## [Extracted material]
━━━━

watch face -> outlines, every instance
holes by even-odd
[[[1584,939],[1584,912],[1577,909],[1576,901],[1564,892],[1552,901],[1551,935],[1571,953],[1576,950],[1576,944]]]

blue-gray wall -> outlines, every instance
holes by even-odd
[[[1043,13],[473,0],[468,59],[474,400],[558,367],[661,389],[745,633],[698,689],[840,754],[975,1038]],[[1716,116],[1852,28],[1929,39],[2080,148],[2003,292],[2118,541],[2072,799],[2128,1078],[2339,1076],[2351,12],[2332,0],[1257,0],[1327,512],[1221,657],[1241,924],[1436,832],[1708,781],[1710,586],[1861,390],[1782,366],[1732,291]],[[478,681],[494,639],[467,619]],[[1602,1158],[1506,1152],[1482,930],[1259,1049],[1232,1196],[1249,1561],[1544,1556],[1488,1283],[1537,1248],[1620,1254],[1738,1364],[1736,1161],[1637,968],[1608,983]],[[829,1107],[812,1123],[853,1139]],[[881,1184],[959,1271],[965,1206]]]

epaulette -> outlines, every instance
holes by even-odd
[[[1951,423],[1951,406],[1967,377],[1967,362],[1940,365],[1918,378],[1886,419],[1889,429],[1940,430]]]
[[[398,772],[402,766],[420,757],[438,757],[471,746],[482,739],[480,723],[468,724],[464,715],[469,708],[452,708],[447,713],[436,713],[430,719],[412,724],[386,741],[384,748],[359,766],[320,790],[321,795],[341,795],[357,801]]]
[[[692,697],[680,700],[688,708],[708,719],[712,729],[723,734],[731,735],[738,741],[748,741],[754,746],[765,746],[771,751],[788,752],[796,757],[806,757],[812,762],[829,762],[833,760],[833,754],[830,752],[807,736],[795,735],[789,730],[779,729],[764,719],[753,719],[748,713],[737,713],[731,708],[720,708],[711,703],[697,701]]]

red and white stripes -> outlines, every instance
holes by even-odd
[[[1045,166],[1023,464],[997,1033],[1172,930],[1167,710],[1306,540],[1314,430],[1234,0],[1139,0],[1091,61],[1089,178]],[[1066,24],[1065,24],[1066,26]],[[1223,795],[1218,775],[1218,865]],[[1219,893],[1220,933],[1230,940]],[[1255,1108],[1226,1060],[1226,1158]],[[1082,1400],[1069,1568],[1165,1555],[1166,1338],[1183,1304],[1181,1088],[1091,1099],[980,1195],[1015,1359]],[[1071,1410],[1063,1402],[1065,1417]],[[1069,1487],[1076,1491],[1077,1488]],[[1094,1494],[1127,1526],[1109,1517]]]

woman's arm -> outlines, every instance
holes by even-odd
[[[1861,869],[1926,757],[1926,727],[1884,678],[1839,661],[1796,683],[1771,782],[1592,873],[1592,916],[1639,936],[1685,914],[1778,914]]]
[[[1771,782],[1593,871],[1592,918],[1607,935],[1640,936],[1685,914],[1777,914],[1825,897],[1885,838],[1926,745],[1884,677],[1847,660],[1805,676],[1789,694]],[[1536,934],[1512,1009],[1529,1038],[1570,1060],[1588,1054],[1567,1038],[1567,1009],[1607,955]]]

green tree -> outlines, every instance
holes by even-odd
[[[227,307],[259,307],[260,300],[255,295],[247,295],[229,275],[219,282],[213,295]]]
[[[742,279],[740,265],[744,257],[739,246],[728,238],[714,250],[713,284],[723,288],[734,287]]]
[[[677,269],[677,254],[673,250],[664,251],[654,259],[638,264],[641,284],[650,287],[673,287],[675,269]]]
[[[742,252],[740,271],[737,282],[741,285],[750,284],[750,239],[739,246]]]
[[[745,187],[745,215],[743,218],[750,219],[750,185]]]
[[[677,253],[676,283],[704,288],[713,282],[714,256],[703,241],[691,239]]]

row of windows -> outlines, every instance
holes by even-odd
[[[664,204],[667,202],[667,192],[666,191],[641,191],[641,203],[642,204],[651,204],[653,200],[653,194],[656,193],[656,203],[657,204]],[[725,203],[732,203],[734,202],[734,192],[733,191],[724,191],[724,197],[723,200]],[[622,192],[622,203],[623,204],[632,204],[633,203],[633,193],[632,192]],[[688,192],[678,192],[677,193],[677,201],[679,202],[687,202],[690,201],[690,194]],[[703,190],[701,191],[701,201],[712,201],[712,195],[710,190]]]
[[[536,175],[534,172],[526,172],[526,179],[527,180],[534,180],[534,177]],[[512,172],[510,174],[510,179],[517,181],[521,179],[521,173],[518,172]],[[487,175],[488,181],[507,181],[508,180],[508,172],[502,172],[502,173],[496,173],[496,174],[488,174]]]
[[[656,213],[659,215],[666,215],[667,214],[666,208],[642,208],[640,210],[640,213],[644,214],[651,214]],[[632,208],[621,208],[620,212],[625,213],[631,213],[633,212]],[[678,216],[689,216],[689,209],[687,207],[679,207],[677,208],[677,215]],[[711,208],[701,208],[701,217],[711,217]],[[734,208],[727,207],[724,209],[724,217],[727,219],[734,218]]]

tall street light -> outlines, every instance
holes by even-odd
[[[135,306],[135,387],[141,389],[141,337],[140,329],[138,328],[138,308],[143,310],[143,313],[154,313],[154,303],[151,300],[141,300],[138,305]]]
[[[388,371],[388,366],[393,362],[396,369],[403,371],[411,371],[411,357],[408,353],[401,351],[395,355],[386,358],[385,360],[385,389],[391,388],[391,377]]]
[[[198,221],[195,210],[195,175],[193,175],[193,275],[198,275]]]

━━━━

## [Required action]
A faithful copy of all the records is required.

## [Written response]
watch face -> outlines, every instance
holes by even-odd
[[[1584,939],[1584,912],[1577,909],[1576,901],[1564,892],[1552,901],[1551,935],[1571,953],[1576,950],[1576,944]]]

blue-gray wall -> outlines, every instance
holes by even-odd
[[[1043,13],[473,0],[468,59],[474,400],[558,367],[661,389],[745,633],[698,689],[840,754],[975,1038]],[[1716,116],[1852,28],[1929,39],[2080,148],[2003,292],[2118,541],[2072,799],[2128,1078],[2339,1076],[2351,12],[2332,0],[1257,0],[1327,512],[1221,657],[1241,924],[1436,832],[1708,781],[1710,586],[1861,390],[1782,366],[1732,291]],[[478,681],[494,639],[467,619]],[[1602,1158],[1506,1152],[1482,930],[1259,1049],[1232,1196],[1249,1561],[1544,1556],[1488,1283],[1537,1248],[1620,1254],[1738,1364],[1736,1161],[1637,968],[1608,983]],[[829,1107],[812,1123],[853,1139]],[[881,1184],[959,1271],[965,1206]]]

epaulette -> outlines, every instance
holes by even-odd
[[[1951,423],[1951,406],[1967,377],[1967,362],[1940,365],[1918,378],[1886,419],[1889,429],[1940,430]]]
[[[398,772],[402,766],[420,757],[438,757],[471,746],[482,739],[480,723],[468,724],[464,715],[469,708],[452,708],[447,713],[436,713],[430,719],[412,724],[386,741],[384,748],[359,766],[320,790],[321,795],[341,795],[357,801]]]
[[[692,697],[680,700],[688,708],[708,719],[712,729],[723,734],[731,735],[738,741],[748,741],[754,746],[765,746],[771,751],[788,752],[796,757],[806,757],[812,762],[829,762],[833,760],[833,754],[830,752],[807,736],[795,735],[789,730],[779,729],[764,719],[753,719],[748,713],[737,713],[731,708],[720,708],[711,703],[697,701]]]

red and white stripes -> outlines, every instance
holes by even-odd
[[[1045,166],[1023,464],[997,1033],[1172,930],[1167,710],[1306,540],[1314,430],[1234,0],[1139,0],[1091,61],[1089,178]],[[1066,24],[1065,24],[1066,26]],[[1223,795],[1218,775],[1218,865]],[[1219,893],[1220,933],[1230,940]],[[1255,1108],[1226,1060],[1226,1158]],[[1082,1400],[1069,1568],[1165,1555],[1166,1338],[1183,1304],[1181,1088],[1091,1099],[980,1195],[1015,1359]],[[1071,1410],[1063,1402],[1065,1417]],[[1069,1487],[1076,1491],[1077,1488]],[[1094,1494],[1127,1526],[1109,1517]]]

woman's arm -> outlines, every instance
holes by even-odd
[[[1861,869],[1926,757],[1926,727],[1884,678],[1839,661],[1796,683],[1771,782],[1592,873],[1592,916],[1639,936],[1685,914],[1778,914]]]
[[[1771,782],[1593,871],[1592,918],[1607,935],[1640,936],[1685,914],[1777,914],[1825,897],[1885,838],[1926,745],[1884,677],[1847,660],[1805,676],[1789,694]],[[1536,934],[1512,1009],[1529,1038],[1570,1060],[1588,1054],[1567,1038],[1567,1009],[1607,955]]]

green tree -> outlines, every instance
holes by even-odd
[[[227,307],[259,307],[260,300],[255,295],[247,295],[229,275],[219,282],[213,295]]]
[[[742,279],[740,265],[744,257],[739,246],[728,238],[714,250],[713,284],[723,288],[734,287]]]
[[[677,269],[677,254],[673,250],[664,251],[654,259],[638,264],[641,284],[650,287],[673,287],[675,269]]]
[[[742,252],[740,271],[737,282],[741,285],[750,284],[750,239],[739,246]]]
[[[745,187],[745,215],[743,218],[750,219],[750,185]]]
[[[677,253],[676,283],[704,288],[713,282],[714,256],[703,241],[691,239]]]

row of windows -> outlines, every instance
holes by even-odd
[[[664,204],[667,202],[667,192],[666,191],[641,191],[641,203],[642,204],[651,204],[653,200],[653,194],[656,193],[656,203],[657,204]],[[725,203],[732,203],[734,202],[734,192],[733,191],[724,191],[724,197],[723,200]],[[622,192],[622,203],[623,204],[632,204],[633,203],[633,193],[632,192]],[[688,192],[678,192],[677,193],[677,201],[679,202],[687,202],[690,201],[690,194]],[[703,190],[701,191],[701,201],[712,201],[712,195],[710,190]]]
[[[536,175],[534,172],[526,172],[526,179],[527,180],[534,180],[534,177]],[[512,172],[510,174],[510,179],[517,181],[521,179],[521,173],[518,172]],[[487,175],[488,181],[507,181],[508,180],[508,172],[502,172],[502,173],[496,173],[496,174],[488,174]]]
[[[656,213],[659,215],[666,215],[667,214],[666,208],[642,208],[640,210],[640,213],[644,214],[651,214]],[[632,208],[621,208],[620,212],[625,213],[631,213],[633,212]],[[678,216],[689,216],[689,209],[687,207],[679,207],[677,208],[677,215]],[[711,208],[701,208],[701,217],[711,217]],[[734,208],[727,207],[724,209],[724,217],[727,219],[734,218]]]

tall street light -> outlines, every instance
holes by even-odd
[[[135,306],[135,387],[141,389],[141,337],[140,329],[138,328],[138,308],[143,310],[143,313],[154,313],[154,303],[151,300],[141,300],[138,305]]]
[[[388,371],[388,366],[393,362],[396,369],[403,371],[411,371],[411,357],[408,353],[401,351],[395,355],[386,358],[385,360],[385,389],[391,388],[391,377]]]
[[[198,221],[195,210],[195,175],[193,175],[193,275],[198,275]]]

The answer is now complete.